*** TEXT FOR ANALYSIS

The communication approach was as follows:
  • A meeting was held to discuss the risks of exploits, the status of the operating systems and the plan for deployment across the production facilities. With a Q&A session, the major concerns raised were around potential impact on performance and tuning options. 
  • An e-mail was sent to all owners of virtual machine resources informing them of the upcoming interventions.
  • CERN management was informed of the risks and the plan for deployment.
CERN uses ServiceNow to provide a service desk for tickets and a status board of interventions and incidents. A single entry was used to communicate the current plans and status so that all cloud consumers could go to a single place for the latest information.

Execute the campaign

With the accelerator starting up again in March and the risk of the exploits, the approach taken was to complete the upgrades to the infrastructure in January, leaving February to find any residual problems and resolve them. As the handling of the compute/batch part of the infrastructure was relatively straight forward (with only one service on top), we will focus in the following on the more delicate part of hypervisors running services supporting several thousand users in their daily work.

******
*** DATA RECORDS

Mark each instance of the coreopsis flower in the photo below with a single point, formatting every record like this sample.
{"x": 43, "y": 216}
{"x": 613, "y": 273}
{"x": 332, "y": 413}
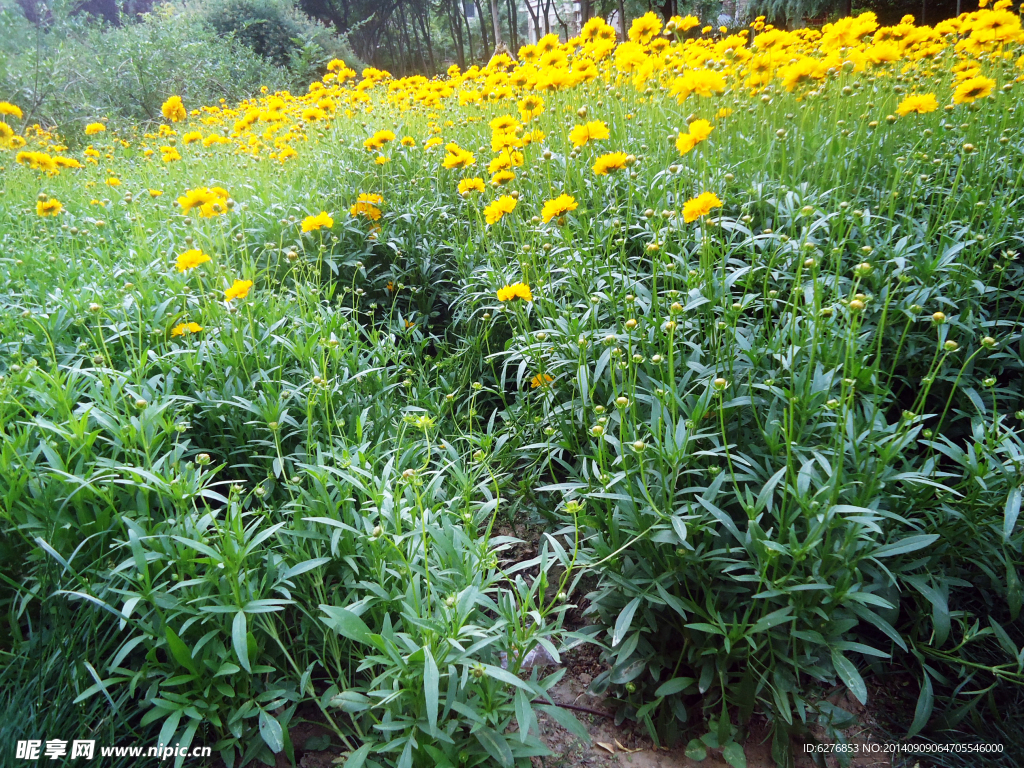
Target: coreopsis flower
{"x": 468, "y": 185}
{"x": 173, "y": 110}
{"x": 190, "y": 259}
{"x": 530, "y": 107}
{"x": 921, "y": 103}
{"x": 185, "y": 328}
{"x": 210, "y": 201}
{"x": 6, "y": 108}
{"x": 505, "y": 124}
{"x": 973, "y": 89}
{"x": 48, "y": 207}
{"x": 457, "y": 157}
{"x": 378, "y": 140}
{"x": 366, "y": 205}
{"x": 239, "y": 290}
{"x": 614, "y": 161}
{"x": 592, "y": 131}
{"x": 558, "y": 207}
{"x": 644, "y": 29}
{"x": 699, "y": 206}
{"x": 515, "y": 291}
{"x": 321, "y": 220}
{"x": 497, "y": 210}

******

**ACTIVITY A:**
In the text about CERN's upgrade campaign above, answer these questions:
(i) What major concerns were raised in the Q&A session?
(ii) What does CERN use ServiceNow to provide?
(iii) In which month was the campaign meant to complete the infrastructure upgrades?
**ACTIVITY B:** Can you carry on the text about CERN's upgrade campaign, picking up after its last sentence?

**EXERCISE RESPONSE A:**
(i) Potential impact on performance and tuning options.
(ii) A service desk for tickets and a status board of interventions and incidents.
(iii) January.

**EXERCISE RESPONSE B:**
The layout of our infrastructure with its availability zones (AVZs) determined the overall structure and timeline of the upgrade. With effectively four AVZs in our data centre in Geneva and two AVZs for our remote resources in Budapest, we scheduled the upgrade for the services part of the resources over four days.

The main zones in Geneva were done one per day, with a break after the first one (GVA-A) in case there were unexpected difficulties to handle on the infrastructure or on the application side. The remaining zones were scheduled on consecutive days (GVA-B and GVA-C), the smaller ones (critical, WIG-A, WIG-B) in sequential order on the last day. This way we upgraded around 400 hosts with 4,000 guests per day.

Within each zone, hypervisors were divided into 'reboot groups' which were restarted and checked before the next group was handled. These groups were determined by the OpenStack cells underlying the corresponding AVZs. Since some services required to limit the window of service downtime, their hosting servers were moved to the special Group 1, the only one for which we could give a precise start time.

For each group several steps were performed:
  • install all relevant packages
  • check the next kernel is the desired one
  • reset the BMC (needed for some specific hardware to prevent boot problems)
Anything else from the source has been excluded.